▸ TASK TO CARRY OUT
Repeat every entry word for word. Images do not belong in the copy.

▸ SOURCE DATA
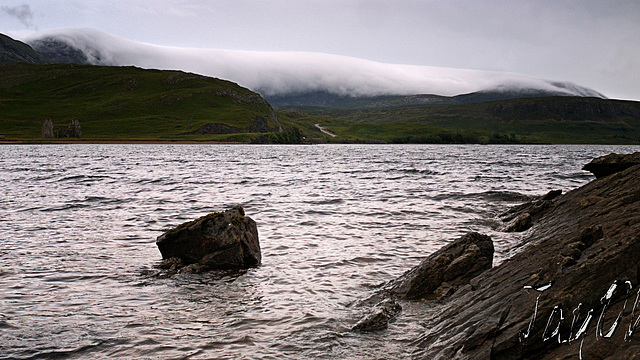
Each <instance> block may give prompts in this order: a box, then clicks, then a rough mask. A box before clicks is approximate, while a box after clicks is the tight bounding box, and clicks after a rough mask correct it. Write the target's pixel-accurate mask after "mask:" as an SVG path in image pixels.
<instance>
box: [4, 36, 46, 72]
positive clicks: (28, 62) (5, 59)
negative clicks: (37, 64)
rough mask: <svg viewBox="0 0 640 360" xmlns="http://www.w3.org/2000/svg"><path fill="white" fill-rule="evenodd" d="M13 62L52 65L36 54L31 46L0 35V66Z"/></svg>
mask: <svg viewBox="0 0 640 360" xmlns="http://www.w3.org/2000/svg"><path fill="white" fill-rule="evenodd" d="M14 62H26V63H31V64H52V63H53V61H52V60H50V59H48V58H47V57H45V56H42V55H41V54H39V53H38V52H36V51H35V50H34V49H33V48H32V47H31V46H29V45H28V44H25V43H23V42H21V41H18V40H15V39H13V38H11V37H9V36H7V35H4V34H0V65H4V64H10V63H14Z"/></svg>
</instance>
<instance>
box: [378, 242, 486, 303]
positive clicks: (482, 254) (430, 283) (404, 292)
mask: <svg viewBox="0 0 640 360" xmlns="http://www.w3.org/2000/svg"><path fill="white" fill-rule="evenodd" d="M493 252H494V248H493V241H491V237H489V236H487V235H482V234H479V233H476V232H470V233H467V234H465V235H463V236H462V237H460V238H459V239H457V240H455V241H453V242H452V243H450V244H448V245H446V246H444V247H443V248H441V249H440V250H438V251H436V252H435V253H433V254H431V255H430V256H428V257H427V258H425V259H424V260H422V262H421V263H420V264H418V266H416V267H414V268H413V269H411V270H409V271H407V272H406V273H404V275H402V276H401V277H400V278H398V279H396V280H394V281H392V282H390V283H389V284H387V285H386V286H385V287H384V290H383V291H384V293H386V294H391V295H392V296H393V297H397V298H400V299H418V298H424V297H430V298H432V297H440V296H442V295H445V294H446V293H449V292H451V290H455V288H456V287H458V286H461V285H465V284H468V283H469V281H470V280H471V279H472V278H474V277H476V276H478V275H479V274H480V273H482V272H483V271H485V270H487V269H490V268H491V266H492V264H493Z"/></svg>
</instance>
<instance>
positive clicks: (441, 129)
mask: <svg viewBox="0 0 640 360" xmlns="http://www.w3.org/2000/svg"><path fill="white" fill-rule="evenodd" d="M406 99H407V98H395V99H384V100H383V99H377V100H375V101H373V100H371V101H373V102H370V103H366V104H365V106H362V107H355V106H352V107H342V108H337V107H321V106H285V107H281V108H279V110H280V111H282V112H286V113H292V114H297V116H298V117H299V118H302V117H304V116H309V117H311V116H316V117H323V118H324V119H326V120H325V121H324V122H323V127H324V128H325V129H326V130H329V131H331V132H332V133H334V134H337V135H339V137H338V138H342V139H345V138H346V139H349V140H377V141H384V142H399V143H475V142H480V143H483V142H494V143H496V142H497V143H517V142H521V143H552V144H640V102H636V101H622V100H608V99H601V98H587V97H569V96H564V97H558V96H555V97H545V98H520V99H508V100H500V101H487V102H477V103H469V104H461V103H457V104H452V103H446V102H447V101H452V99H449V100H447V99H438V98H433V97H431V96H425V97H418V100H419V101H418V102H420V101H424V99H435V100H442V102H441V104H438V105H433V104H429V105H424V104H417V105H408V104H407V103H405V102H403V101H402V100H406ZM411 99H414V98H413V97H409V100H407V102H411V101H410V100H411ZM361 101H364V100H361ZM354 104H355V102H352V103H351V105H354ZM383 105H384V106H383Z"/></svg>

▸ RESPONSE TO THE TASK
Each <instance> block may give prompts in this order: a box, then clicks, then a rough mask. A box before clicks is approximate, while a box after clicks is the tight bounding box, and clicks after a rough mask correct it. Write the target's pixel-accurate mask after "mask:" as an SVG path in image pixels.
<instance>
box: [4, 36, 46, 72]
positive clicks: (28, 62) (5, 59)
negative clicks: (37, 64)
rough mask: <svg viewBox="0 0 640 360" xmlns="http://www.w3.org/2000/svg"><path fill="white" fill-rule="evenodd" d="M13 62L52 65L36 54L31 46L0 35V66Z"/></svg>
mask: <svg viewBox="0 0 640 360" xmlns="http://www.w3.org/2000/svg"><path fill="white" fill-rule="evenodd" d="M14 62H26V63H31V64H52V63H53V61H52V60H50V59H48V58H47V57H45V56H42V55H41V54H39V53H38V52H36V51H35V50H34V49H33V48H32V47H31V46H29V45H28V44H25V43H23V42H21V41H18V40H15V39H13V38H11V37H9V36H7V35H4V34H0V65H4V64H10V63H14Z"/></svg>
</instance>
<instance>
box: [378, 242, 486, 303]
positive clicks: (482, 254) (430, 283) (404, 292)
mask: <svg viewBox="0 0 640 360" xmlns="http://www.w3.org/2000/svg"><path fill="white" fill-rule="evenodd" d="M493 252H494V248H493V241H491V237H489V236H487V235H482V234H479V233H476V232H470V233H467V234H465V235H463V236H462V237H460V238H459V239H457V240H455V241H453V242H452V243H450V244H448V245H446V246H444V247H443V248H441V249H440V250H438V251H436V252H435V253H433V254H431V255H430V256H428V257H427V258H425V259H424V260H422V262H421V263H420V264H418V266H416V267H414V268H413V269H411V270H409V271H407V272H406V273H404V275H402V276H401V277H400V278H398V279H396V280H394V281H392V282H390V283H389V284H387V285H386V286H385V287H384V290H383V291H384V293H386V294H391V295H392V296H393V297H397V298H400V299H418V298H424V297H430V298H432V297H440V296H442V295H445V294H446V293H449V292H451V290H455V288H456V287H458V286H461V285H465V284H468V283H469V281H470V280H471V279H472V278H474V277H476V276H478V275H479V274H480V273H482V272H483V271H485V270H487V269H490V268H491V266H492V264H493Z"/></svg>
</instance>
<instance>
positive clicks: (441, 129)
mask: <svg viewBox="0 0 640 360" xmlns="http://www.w3.org/2000/svg"><path fill="white" fill-rule="evenodd" d="M406 99H407V98H395V99H384V100H383V99H377V100H375V101H373V100H371V101H373V102H370V103H366V104H365V106H362V107H355V106H352V107H342V108H337V107H321V106H285V107H281V108H279V110H280V111H282V112H286V113H292V114H297V116H298V117H299V118H302V117H304V116H309V117H311V116H316V117H323V118H324V119H326V120H325V121H324V122H323V127H324V128H325V129H326V130H329V131H331V132H332V133H334V134H337V135H339V137H338V138H342V139H345V138H346V139H349V140H377V141H384V142H399V143H475V142H480V143H483V142H494V143H496V142H497V143H517V142H521V143H552V144H640V102H636V101H622V100H608V99H601V98H587V97H569V96H564V97H558V96H555V97H545V98H520V99H508V100H500V101H487V102H477V103H469V104H461V103H457V104H452V103H446V102H447V101H452V99H449V100H447V99H438V98H433V97H431V96H425V97H418V100H419V101H418V102H420V101H424V99H435V100H442V102H441V104H438V105H433V104H429V105H424V104H417V105H408V104H407V103H405V102H403V101H402V100H406ZM411 99H414V98H413V97H409V100H407V102H411V101H410V100H411ZM361 101H364V100H361ZM354 104H355V102H352V103H351V105H354ZM383 105H384V106H383Z"/></svg>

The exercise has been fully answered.